(Required work) Lay out as a numbered list the lines from the line with "pale blue sky" up to and including the last line, leaving out any blank lines.

(Record extracts)
********

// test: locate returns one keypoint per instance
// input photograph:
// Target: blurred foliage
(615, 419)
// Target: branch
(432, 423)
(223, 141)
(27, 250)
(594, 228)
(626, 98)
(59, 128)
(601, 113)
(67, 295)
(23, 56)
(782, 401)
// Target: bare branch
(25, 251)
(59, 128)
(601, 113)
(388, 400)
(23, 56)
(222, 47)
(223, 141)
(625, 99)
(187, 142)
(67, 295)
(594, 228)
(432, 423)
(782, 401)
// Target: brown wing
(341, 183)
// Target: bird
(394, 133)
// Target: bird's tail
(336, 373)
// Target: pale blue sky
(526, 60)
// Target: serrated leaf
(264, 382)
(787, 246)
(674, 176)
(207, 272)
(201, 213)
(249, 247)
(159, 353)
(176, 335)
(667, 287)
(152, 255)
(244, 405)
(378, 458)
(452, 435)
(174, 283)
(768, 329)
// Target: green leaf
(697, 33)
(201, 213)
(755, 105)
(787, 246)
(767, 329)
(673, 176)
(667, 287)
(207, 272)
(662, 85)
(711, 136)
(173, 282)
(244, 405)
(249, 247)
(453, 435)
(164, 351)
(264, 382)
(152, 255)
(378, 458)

********

(Full answer)
1. // Target: pale blue sky
2. (526, 60)
3. // Target: serrated leaf
4. (264, 382)
5. (787, 246)
6. (674, 176)
7. (207, 272)
8. (201, 213)
9. (249, 247)
10. (159, 353)
11. (176, 335)
12. (667, 287)
13. (152, 255)
14. (244, 405)
15. (378, 458)
16. (452, 435)
17. (174, 283)
18. (768, 329)
19. // Target: green leaf
20. (697, 33)
21. (201, 213)
22. (755, 105)
23. (787, 246)
24. (767, 329)
25. (673, 176)
26. (667, 287)
27. (207, 272)
28. (662, 85)
29. (711, 136)
30. (173, 282)
31. (244, 405)
32. (249, 247)
33. (453, 435)
34. (164, 351)
35. (264, 382)
36. (152, 255)
37. (378, 458)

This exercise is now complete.